━━━ Fragmento para leer ━━━
Cantad al Señor un cántico nuevo, cantad al Señor toda la tierra. Honor y majestad le preceden, fuerza y esplendor están en su templo (Sal 93,1. 6).

           Nuestra alegría de seguidores de Cristo debe exteriorizarse, no con los cantos aburridos de nuestro pasado pecador, sino con “un canto nuevo” que brote espontáneo del corazón, acorde con las siempre sorprendentes manifestaciones, poderosas y esplendorosas, del amor de Dios: las nuevas gracias requieren nuevas expresiones de gratitud. Dios nos ha manifestado este amor dando su vida por nosotros, algo inaudito y, de algún modo, siempre inesperado, que nos seguirá sorprendiendo en este mundo y en el otro. “Renovaos en el espíritu de vuestra mente y vestíos del hombre nuevo, creado según Dios en justicia y santidad verdaderas” (Ef 4,23-24)

 Oración colecta

           Dios todopoderoso y eterno, orienta nuestros actos según tu voluntad, para que merezcamos abundar en buenas obras en nombre de tu Hijo predilecto. Él, que vive y reina contigo.
━━━
Objetivos –
#1 Duplica la parte del fragmento para leer que va entre "Dios todopoderoso y" y "y reina contigo.", ambos incluidos.
#2 Según el fragmento para leer, ¿qué requieren las nuevas gracias?
#3 Resume el fragmento para leer en dos oraciones.
━━━ Información proporcionada ━━━
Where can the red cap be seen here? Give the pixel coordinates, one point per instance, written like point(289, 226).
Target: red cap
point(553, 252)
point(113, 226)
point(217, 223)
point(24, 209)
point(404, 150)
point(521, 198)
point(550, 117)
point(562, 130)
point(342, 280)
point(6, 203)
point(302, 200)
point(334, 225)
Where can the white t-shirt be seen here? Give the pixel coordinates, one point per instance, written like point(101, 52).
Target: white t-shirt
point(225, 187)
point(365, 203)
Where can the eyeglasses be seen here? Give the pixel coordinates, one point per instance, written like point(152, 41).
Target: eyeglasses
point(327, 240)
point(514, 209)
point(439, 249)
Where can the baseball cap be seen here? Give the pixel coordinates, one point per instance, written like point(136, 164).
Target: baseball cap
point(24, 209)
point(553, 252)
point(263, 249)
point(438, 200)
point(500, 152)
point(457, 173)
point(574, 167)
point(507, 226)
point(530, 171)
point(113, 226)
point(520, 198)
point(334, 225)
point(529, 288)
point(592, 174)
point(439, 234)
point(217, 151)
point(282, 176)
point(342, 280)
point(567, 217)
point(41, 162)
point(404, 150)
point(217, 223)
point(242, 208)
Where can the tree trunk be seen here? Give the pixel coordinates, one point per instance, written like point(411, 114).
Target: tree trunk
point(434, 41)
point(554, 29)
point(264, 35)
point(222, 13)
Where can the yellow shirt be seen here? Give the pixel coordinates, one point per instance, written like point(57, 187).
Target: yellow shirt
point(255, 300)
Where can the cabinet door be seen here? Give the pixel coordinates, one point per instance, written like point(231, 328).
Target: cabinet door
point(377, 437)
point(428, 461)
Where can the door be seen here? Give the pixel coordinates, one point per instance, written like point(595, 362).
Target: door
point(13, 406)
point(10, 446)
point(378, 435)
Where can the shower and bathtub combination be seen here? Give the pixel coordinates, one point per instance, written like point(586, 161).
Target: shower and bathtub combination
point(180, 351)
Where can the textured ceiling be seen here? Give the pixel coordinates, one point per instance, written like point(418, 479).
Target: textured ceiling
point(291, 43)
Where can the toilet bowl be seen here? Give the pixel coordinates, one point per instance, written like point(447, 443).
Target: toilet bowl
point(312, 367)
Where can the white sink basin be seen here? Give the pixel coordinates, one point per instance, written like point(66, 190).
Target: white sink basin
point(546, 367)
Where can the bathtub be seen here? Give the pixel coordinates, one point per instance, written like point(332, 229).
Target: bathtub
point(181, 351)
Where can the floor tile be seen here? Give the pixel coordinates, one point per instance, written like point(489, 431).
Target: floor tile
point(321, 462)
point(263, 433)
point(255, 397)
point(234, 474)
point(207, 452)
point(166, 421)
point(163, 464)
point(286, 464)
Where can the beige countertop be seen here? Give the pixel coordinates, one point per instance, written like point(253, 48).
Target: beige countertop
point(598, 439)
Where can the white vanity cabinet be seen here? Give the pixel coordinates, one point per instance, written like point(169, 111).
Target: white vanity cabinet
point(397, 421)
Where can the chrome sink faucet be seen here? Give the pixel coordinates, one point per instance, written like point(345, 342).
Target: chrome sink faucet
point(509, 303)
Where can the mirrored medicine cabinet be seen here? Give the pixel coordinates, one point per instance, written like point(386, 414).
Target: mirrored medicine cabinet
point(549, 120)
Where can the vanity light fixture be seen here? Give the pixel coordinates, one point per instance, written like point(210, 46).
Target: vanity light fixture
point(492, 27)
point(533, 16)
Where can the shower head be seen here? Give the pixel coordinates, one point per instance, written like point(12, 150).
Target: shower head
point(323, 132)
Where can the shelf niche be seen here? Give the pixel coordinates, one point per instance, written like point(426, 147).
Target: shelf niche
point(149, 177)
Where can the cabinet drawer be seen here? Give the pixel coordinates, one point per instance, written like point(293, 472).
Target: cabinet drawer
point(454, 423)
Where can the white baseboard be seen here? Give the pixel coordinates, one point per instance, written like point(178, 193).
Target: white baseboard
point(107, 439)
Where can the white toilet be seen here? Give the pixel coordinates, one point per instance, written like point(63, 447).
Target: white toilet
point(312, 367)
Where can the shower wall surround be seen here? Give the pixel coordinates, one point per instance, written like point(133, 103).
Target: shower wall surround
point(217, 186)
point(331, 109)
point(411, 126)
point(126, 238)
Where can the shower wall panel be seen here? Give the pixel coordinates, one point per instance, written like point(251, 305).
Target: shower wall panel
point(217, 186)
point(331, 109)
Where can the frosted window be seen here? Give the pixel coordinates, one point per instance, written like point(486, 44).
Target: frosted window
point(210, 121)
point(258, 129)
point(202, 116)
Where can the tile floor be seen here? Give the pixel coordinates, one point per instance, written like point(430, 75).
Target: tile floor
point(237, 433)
━━━
━━━ Información proporcionada ━━━
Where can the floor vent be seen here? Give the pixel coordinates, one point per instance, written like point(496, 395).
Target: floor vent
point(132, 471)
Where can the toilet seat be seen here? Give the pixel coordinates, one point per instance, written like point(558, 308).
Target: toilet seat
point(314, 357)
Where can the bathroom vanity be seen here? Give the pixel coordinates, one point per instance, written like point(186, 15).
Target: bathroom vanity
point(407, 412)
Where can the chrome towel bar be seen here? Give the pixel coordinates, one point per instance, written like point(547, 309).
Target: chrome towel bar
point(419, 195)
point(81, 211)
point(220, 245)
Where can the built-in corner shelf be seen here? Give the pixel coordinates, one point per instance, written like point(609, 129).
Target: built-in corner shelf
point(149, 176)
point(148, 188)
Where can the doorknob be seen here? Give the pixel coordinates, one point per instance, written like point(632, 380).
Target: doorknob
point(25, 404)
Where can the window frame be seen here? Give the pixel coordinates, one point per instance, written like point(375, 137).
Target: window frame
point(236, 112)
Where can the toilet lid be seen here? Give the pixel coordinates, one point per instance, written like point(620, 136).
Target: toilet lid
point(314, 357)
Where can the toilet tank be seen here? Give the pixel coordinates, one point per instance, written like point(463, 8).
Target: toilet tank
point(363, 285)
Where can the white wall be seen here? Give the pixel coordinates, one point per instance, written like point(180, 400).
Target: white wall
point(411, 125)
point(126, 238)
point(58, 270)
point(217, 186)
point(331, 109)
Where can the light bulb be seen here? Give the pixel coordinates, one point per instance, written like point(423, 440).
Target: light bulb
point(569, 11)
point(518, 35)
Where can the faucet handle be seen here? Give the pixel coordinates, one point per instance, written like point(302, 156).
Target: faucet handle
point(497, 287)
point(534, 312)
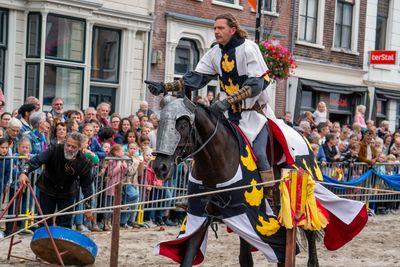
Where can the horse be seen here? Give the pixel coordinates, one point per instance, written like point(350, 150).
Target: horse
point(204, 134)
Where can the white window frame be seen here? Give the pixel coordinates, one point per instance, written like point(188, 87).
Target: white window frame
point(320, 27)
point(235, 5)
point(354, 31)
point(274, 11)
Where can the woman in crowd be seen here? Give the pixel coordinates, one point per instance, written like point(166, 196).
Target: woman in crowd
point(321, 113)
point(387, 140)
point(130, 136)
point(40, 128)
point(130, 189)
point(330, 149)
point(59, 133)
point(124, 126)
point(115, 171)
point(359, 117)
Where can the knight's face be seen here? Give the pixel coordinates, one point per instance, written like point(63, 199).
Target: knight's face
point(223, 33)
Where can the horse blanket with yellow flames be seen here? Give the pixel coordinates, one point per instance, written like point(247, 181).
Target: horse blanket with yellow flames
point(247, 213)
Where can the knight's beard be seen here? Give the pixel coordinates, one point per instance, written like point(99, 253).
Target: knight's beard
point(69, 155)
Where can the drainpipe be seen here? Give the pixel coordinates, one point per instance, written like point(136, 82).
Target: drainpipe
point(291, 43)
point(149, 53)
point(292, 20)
━━━
Respuestas del ejercicio –
#1
Dios todopoderoso y eterno, orienta nuestros actos según tu voluntad, para que merezcamos abundar en buenas obras en nombre de tu Hijo predilecto. Él, que vive y reina contigo.

#2 Nuevas expresiones de gratitud.

#3 El fragmento invita a cantar al Señor un cántico nuevo y sostiene que la alegría de los seguidores de Cristo debe expresarse con un canto que brote espontáneo del corazón, pues las nuevas gracias requieren nuevas expresiones de gratitud. Cierra con una oración colecta que pide a Dios orientar nuestros actos según su voluntad para abundar en buenas obras en nombre de su Hijo predilecto.